Content starts

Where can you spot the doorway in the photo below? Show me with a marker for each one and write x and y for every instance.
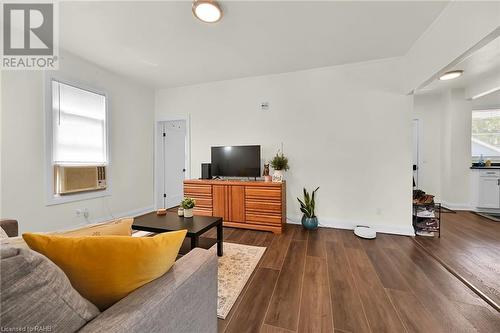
(171, 162)
(416, 152)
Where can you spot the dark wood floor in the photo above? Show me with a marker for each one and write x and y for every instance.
(331, 281)
(470, 245)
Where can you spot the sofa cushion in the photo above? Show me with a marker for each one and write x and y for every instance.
(3, 234)
(36, 293)
(104, 269)
(120, 227)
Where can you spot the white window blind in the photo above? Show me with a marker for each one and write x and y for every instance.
(79, 126)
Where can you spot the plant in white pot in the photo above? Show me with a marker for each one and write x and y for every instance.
(188, 204)
(280, 165)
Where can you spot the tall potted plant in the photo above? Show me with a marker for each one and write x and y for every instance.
(307, 206)
(280, 165)
(188, 204)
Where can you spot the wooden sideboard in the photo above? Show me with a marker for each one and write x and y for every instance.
(242, 204)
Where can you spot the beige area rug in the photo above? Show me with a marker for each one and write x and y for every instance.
(235, 268)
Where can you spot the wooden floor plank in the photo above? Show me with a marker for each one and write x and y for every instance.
(470, 245)
(381, 314)
(272, 329)
(299, 232)
(285, 303)
(413, 314)
(315, 308)
(387, 273)
(484, 319)
(315, 243)
(348, 312)
(251, 311)
(428, 293)
(276, 252)
(365, 276)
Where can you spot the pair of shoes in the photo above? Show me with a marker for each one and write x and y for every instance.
(429, 213)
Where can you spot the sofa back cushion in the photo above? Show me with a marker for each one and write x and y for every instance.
(36, 293)
(120, 227)
(105, 269)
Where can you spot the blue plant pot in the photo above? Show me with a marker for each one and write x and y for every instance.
(310, 223)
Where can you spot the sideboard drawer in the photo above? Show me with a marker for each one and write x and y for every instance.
(193, 190)
(263, 193)
(263, 206)
(200, 211)
(202, 201)
(263, 218)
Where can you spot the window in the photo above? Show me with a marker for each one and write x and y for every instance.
(486, 134)
(79, 126)
(77, 143)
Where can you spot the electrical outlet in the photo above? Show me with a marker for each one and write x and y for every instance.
(79, 212)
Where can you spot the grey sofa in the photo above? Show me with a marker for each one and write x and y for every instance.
(182, 300)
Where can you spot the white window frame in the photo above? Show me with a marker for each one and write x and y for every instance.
(475, 159)
(51, 197)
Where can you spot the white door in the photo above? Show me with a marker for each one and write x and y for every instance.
(416, 153)
(173, 165)
(489, 192)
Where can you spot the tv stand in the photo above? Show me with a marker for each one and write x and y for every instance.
(256, 205)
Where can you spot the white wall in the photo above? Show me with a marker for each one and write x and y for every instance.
(346, 129)
(445, 146)
(131, 111)
(428, 110)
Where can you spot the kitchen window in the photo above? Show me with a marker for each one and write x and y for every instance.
(485, 134)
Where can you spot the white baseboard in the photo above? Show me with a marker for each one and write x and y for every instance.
(457, 206)
(350, 225)
(131, 213)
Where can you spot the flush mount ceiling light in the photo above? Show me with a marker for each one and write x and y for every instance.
(451, 75)
(207, 11)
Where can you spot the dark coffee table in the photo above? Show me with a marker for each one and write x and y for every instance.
(195, 226)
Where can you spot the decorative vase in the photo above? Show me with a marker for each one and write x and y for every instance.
(188, 212)
(310, 223)
(278, 176)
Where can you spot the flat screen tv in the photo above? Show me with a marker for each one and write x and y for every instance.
(236, 161)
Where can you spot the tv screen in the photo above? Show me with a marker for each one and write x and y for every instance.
(236, 161)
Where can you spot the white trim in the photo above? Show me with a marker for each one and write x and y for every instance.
(457, 206)
(50, 198)
(157, 161)
(350, 225)
(132, 213)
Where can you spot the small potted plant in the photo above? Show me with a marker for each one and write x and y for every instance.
(187, 205)
(280, 165)
(309, 219)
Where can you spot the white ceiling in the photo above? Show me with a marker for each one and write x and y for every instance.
(481, 71)
(162, 45)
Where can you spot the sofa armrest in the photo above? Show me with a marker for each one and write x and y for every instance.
(182, 300)
(10, 227)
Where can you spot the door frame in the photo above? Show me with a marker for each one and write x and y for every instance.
(158, 154)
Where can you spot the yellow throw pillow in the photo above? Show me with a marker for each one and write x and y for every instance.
(105, 269)
(120, 227)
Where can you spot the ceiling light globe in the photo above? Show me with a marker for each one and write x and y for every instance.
(451, 75)
(207, 11)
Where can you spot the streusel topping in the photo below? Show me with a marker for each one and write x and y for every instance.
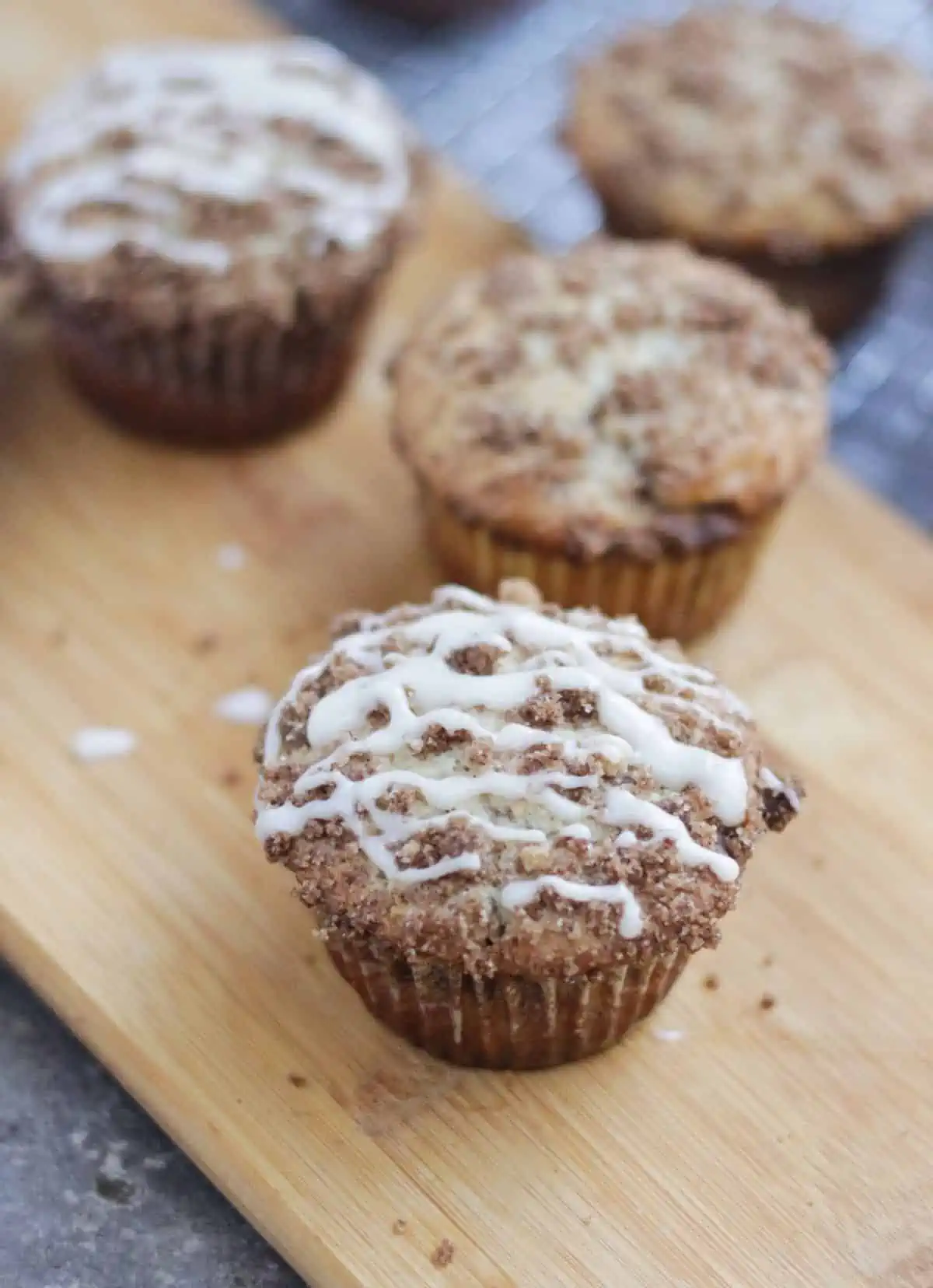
(235, 165)
(739, 125)
(593, 400)
(506, 783)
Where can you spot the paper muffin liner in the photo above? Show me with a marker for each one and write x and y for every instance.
(679, 595)
(505, 1022)
(231, 382)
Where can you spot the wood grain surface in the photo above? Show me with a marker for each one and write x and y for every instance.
(753, 1148)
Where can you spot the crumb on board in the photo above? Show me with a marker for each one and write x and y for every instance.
(443, 1255)
(231, 557)
(206, 642)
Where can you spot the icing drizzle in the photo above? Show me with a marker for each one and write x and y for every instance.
(407, 674)
(127, 153)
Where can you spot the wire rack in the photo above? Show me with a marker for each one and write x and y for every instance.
(488, 93)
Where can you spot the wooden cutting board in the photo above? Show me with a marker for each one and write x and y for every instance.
(726, 1144)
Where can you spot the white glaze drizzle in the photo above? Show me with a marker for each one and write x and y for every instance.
(245, 706)
(205, 121)
(418, 691)
(102, 742)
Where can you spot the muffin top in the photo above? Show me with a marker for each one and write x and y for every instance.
(202, 176)
(514, 786)
(620, 397)
(756, 129)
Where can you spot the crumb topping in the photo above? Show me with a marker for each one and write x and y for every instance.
(575, 796)
(756, 127)
(619, 396)
(235, 166)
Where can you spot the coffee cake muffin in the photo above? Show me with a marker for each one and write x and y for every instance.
(620, 424)
(210, 223)
(514, 824)
(765, 137)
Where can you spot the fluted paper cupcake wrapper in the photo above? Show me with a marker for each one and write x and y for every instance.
(224, 383)
(680, 595)
(506, 1022)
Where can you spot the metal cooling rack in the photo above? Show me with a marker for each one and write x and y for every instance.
(488, 94)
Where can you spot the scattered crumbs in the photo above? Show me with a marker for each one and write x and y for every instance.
(111, 1181)
(443, 1255)
(96, 742)
(245, 706)
(206, 643)
(231, 557)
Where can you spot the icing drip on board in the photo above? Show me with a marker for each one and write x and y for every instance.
(134, 151)
(408, 677)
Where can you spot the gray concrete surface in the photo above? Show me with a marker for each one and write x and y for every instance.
(92, 1193)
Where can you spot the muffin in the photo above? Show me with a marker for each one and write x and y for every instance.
(210, 223)
(622, 425)
(764, 137)
(514, 824)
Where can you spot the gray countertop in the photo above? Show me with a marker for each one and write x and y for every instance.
(92, 1193)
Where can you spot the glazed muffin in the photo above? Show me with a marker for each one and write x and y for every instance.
(622, 425)
(764, 137)
(514, 824)
(210, 223)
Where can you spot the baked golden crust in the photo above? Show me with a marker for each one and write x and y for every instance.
(623, 397)
(511, 787)
(746, 129)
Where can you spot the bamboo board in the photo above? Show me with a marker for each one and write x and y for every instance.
(762, 1148)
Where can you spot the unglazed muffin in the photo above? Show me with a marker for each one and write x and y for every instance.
(210, 223)
(620, 424)
(514, 824)
(765, 137)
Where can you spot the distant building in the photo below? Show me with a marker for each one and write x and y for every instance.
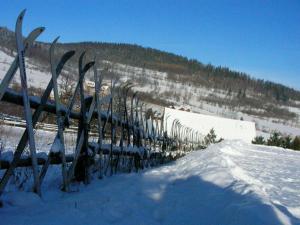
(229, 129)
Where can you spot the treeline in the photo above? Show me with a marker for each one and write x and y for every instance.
(178, 67)
(279, 140)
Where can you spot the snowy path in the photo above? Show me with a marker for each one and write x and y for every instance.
(229, 183)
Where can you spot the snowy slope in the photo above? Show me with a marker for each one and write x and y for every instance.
(229, 183)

Content ends

▶ [EXERCISE OBJECTIVE]: Once the pictures are set aside, repeat the data above exactly.

▶ [SOLUTION BELOW]:
Where can you spot the doorway in the photo below? Show me with a marker for each one and write x and y for every instance.
(171, 162)
(416, 152)
Where can you spot the dark wood floor in the photo above? Show me with a marker for each one and write x and y for every instance.
(331, 281)
(470, 245)
Where can you spot the sofa cushion in the photo above? Show me with a marker for each one and write x and y for every instance.
(3, 234)
(36, 293)
(104, 269)
(120, 227)
Where can you spot the white window blind in the photo above? Show me with a marker for each one and write x and y for every instance.
(79, 126)
Where can you spot the plant in white pot in the photo above? Show me with a marker for each one and write x and y for every instance.
(188, 204)
(280, 165)
Where can you spot the tall potted plant in the photo above? Show me with a marker for each one and write x and y for every instance.
(307, 206)
(280, 165)
(188, 204)
Where can you spot the wooden sideboard in the photo above? Show me with a marker for each one and write x and y for every instance.
(242, 204)
Where can you spot the beige area rug in the photo above? Show me with a marker for each one and write x and y for every instance.
(235, 268)
Where can you spot the wooden floor plank in the photo above? Show me with a marker for each one and write x and y for every instance.
(470, 245)
(381, 314)
(272, 329)
(299, 232)
(285, 303)
(413, 314)
(315, 308)
(387, 273)
(484, 319)
(315, 243)
(348, 312)
(251, 311)
(428, 293)
(276, 252)
(365, 276)
Where can you spot the pair of shoes in the photo above? Show me with a marker for each one and write x and y for every instance.
(429, 213)
Where can you spot the sofa back cushion in the photo above? Show me with a marker for each one and write x and y for every instance.
(36, 293)
(120, 227)
(105, 269)
Where can you spot the blue plant pot in the photo above? Show me with a marker for each one and write x and y for every instance.
(310, 223)
Where can you spot the sideboard drawer in the photo above? Show me with a marker for each one and write x and y for every instance.
(193, 190)
(263, 193)
(263, 206)
(200, 211)
(202, 201)
(263, 218)
Where can you spot the window in the photo above? Show me with a marker for each one and write x and y for every instance.
(486, 134)
(79, 126)
(77, 143)
Where can you spot the electrical outlet in the photo above? Show me with a marker for each one and write x and y for every instance.
(79, 212)
Where can you spot the grey sofa in the photo above? Show me with a marker for each one and write x and y for every instance.
(182, 300)
Where can you spot the white window frame in the photo above? Show me with a marker for each one and write x and y for every instance.
(475, 159)
(51, 197)
Where can you spot the white door in the photo above? Show me with a marker for each one and write x and y for every instance.
(416, 153)
(173, 165)
(489, 192)
Where can you spot the tv stand in the photo above? Show me with a marker for each one and write x and y for every instance.
(256, 205)
Where can you spot the white wall in the photo above? Show me with a marker for each one and write x and y for every instance.
(346, 129)
(445, 146)
(131, 111)
(428, 110)
Where can you spot the kitchen window in the photo above? Show me with a marker for each one and write x and y for every instance.
(485, 134)
Where can you spot the white baseboard in the photo above? Show me with a marker for each one and write x and y for every instance.
(457, 206)
(350, 225)
(131, 213)
Where can you spot the flush mount ceiling light in the photo above? Show me with a marker for each one and write x and y for every instance.
(451, 75)
(207, 11)
Where can you spot the dark coffee table in the photo above? Show me with a marker for each one and write x and y for every instance.
(195, 226)
Where can you spot the decorative vase in the photo above? Show me with a marker for each one and write x and y for every instance.
(188, 212)
(310, 223)
(278, 176)
Where can you spot the flat screen tv in the photo above? Show me with a marker for each one and write x and y for every instance.
(236, 161)
Where can you spot the tv screen in the photo above? Show me with a marker for each one and write x and y for every instance.
(236, 161)
Where can you spot the white trim in the photo above? Show me with a marker for each one and write x and y for every instance.
(457, 206)
(50, 198)
(157, 161)
(350, 225)
(132, 213)
Where can you spot the small potted plant in the photo above? Show me with a marker for each one and write x and y for every instance.
(187, 205)
(280, 165)
(309, 219)
Where can you spot the white ceiling in the photo above? Show me with a marker for each one and write x and y for every instance.
(481, 71)
(162, 45)
Where can you spot the sofa armrest in the photo above? Show me with a marker for each one and write x and y for every instance.
(182, 300)
(10, 227)
Where can you spot the door frame in the photo above? Show me with a marker for each one and write x and y for every instance.
(158, 154)
Where can you spot the yellow throw pillow in the photo above? Show me with a marker for each one and write x and y for every instance.
(105, 269)
(120, 227)
Where can you spot the ceiling light globe in the photo above? Show me with a marker for each one and write x and y for every instance.
(451, 75)
(207, 11)
Where can you spot the streusel topping in the photo below? Show me with a marker for each one and write x and y for every instance.
(235, 165)
(739, 125)
(593, 400)
(506, 783)
Where can you spot the paper muffin liner in the photo above? Show me with a marker for each one and write x and y for every instance.
(679, 595)
(505, 1022)
(231, 382)
Where can you spot the wood grain surface in the photo above? Show me with a marker for each one and write x and y for every instance.
(753, 1148)
Where can you spot the crumb on board in the photo above? Show me with a marker for each one and write x and y for every instance.
(443, 1255)
(231, 557)
(206, 642)
Where can you spot the icing drizzle in the photo above? Show me with a marker for each one and write x and y for every instance.
(407, 674)
(127, 153)
Where can you spot the wire rack in the photo above? Show me with a marker for each one and write x and y for every instance.
(488, 93)
Where can you spot the wooden cutting board in the photo above? Show me with a marker for each one and write x and y for every instance.
(726, 1144)
Where can you spot the white glaze drizzle in the photo above? Show me with a marker for each one and write x and y for every instance.
(245, 706)
(205, 121)
(418, 691)
(102, 742)
Where can you spot the muffin top in the photo above? Show me with a marker for each one and write x and y for every instance.
(202, 176)
(514, 786)
(620, 397)
(756, 129)
Where can you spot the crumb topping in the photo above? Show me with a marker for each one and write x and y for every instance.
(575, 796)
(756, 127)
(619, 396)
(235, 166)
Where can you spot the coffee cake muffin in the photo above? Show me with a marker for each one and write x and y for every instance.
(620, 424)
(210, 223)
(514, 824)
(765, 137)
Where can you spot the fluted paper cupcake wrapper in the photo above? Show me with a marker for each one and write x and y for every instance.
(224, 383)
(680, 595)
(506, 1022)
Where can you spot the metal cooling rack in the photo above? Show me with a marker for each one and write x and y for every instance.
(488, 94)
Where can you spot the scattered crumbs in the photo above? Show me with a marker for each one and write x and y for every instance.
(111, 1181)
(443, 1255)
(96, 742)
(245, 706)
(206, 643)
(231, 557)
Where can you spot the icing drip on board in the photo above? Show me with a marker for each one and write x and y for every instance.
(134, 151)
(408, 677)
Where can you spot the gray concrete surface in the photo above? Show me with a marker for each one and write x and y for every instance.
(92, 1193)
Where can you spot the muffin in the photo above? Show me with a marker for each one and write x and y for every instance.
(210, 223)
(622, 425)
(764, 137)
(514, 824)
Where can you spot the gray countertop in the photo above? Show me with a marker for each one and write x and y for every instance.
(92, 1193)
Where can you spot the glazed muffin in the photo above? Show me with a marker for each one and write x and y for every instance.
(622, 425)
(764, 137)
(514, 824)
(210, 223)
Where can you spot the baked golden crust in the photo above? Show me with a marker for each one and write x and y for every instance.
(623, 397)
(511, 787)
(746, 129)
Where can you spot the bamboo board in the photo above? Show me with a marker for each one and write x and y for every instance.
(762, 1148)
Where can you spot the unglazed muffin in the photo above? Show me with a marker for each one and write x and y for every instance.
(210, 223)
(620, 424)
(514, 824)
(765, 137)
Where can you spot the distant building in the photo below? Show me with a marker for each one and write x and y for every instance.
(229, 129)
Where can you spot the treeline in the photo above? Show me with a marker for each one and write x and y for every instance.
(178, 67)
(279, 140)
Where can you spot the snowy path in the photo above? Show me with a marker for each one and write x and y for every instance.
(229, 183)
Where can you spot the snowy slope in the photo above? Show me with a marker for each one and write x and y for every instance.
(229, 183)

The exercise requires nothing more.